__Texte donné__
· · · ·

Le 1er février 1979, l’ayatollah Khomeini rentre à Téhéran à bord d’un Boeing 747 spécialement affrété par Air France. Une scène de cinéma, une révolution télévisée. Mais derrière la mise en scène pieuse, se cache un cynisme d’Etat. Celui de la France, celui des Etats-Unis, et plus largement celui de l’Occident, qui, par calcul et par aveuglement, ouvrirent la voie au régime islamiste qui allait bouleverser le Moyen- Orient. A la croisée des intérêts, les principes furent priés de céder le passage.

La neutralité bienveillante de Paris
Le départ de Khomeini de Neauphle-le-Château, petit village bucolique à une quarantaine de Km de Paris, fut tout sauf clandestin. Expulsé d’Irak où il était réfugié, Khomeiny a été confortablement installé, en octobre 1978, dans une demeure mise à ‘’disposition par ses partisans’’. Il y tenait audience, recevait journalistes, dignitaires et militants, donnait ses directives et orientations à la révolution en marche sous protection policière française. Paris justifiait sa présence par l’asile politique, mais la réalité est moins angélique : le pouvoir giscardien, comme les chancelleries européennes, savait que la monarchie du Shah, ostentatoirement dispendieux, coupé de son monde, qui comptait sur la seule force et la Savak, impitoyable police politique, pour moderniser son pays, est en sursis.

Quatre mois plus tard, Khomeini, transporté par une logistique occidentale, survole le Proche-Orient pour rejoindre un pouvoir dont il a déjà écrit les contours théocratiques. A bord, quelque 150 journalistes et partisans, un bouclier humain, déguisé en envoyés spéciaux et comité de soutien, contre tout potentiel attentat. Il fallait qu’il arrive à bon port.

· · · ·

__Matériel fourni__
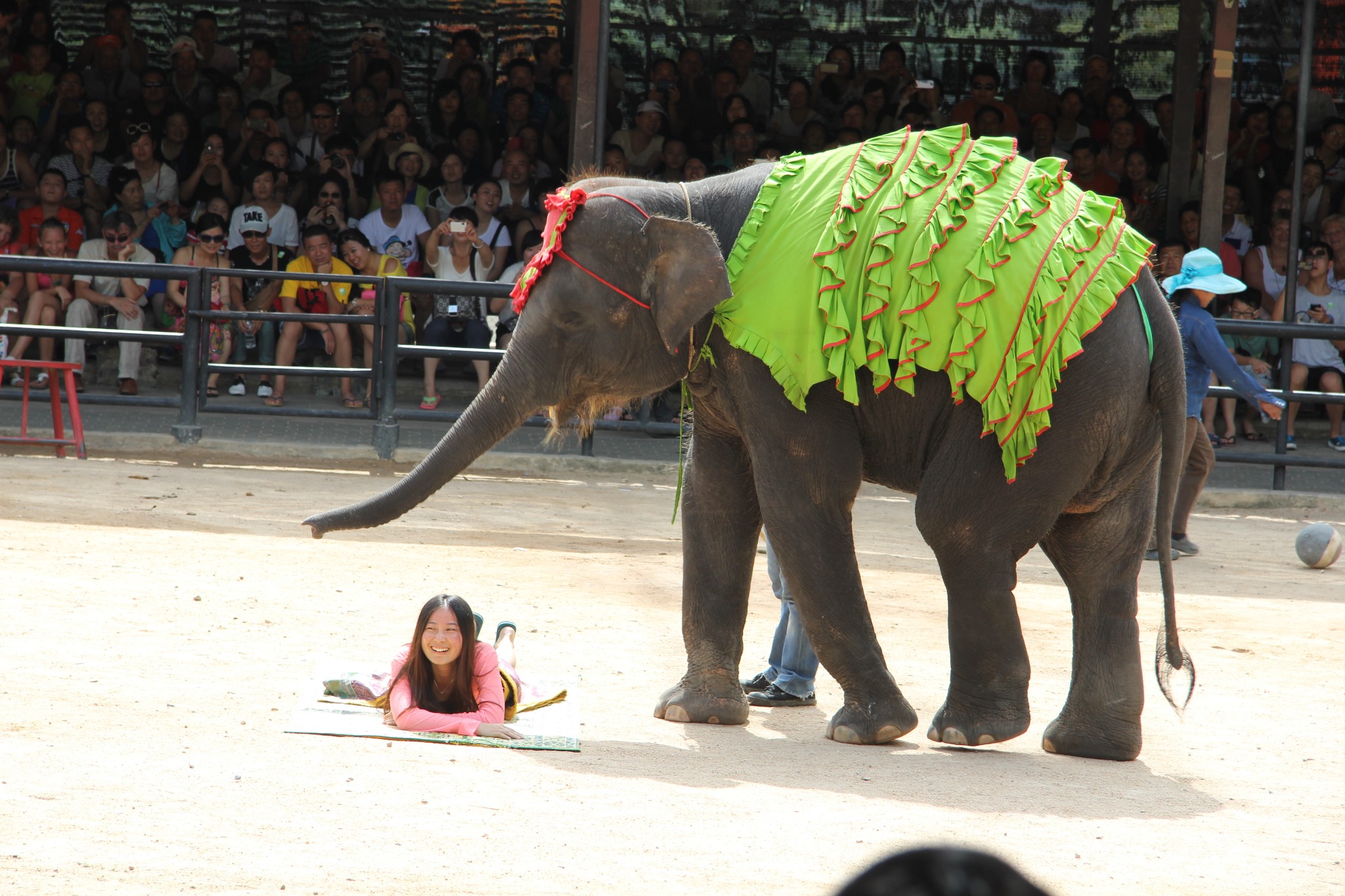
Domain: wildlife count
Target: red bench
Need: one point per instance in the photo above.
(60, 371)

· · · ·

D'après le texte sur le retour de Khomeini, à quelle date Khomeini a-t-il été installé dans la demeure de Neauphle-le-Château ? Ce matériel est indépendant du texte.

__Réponse__
En octobre 1978.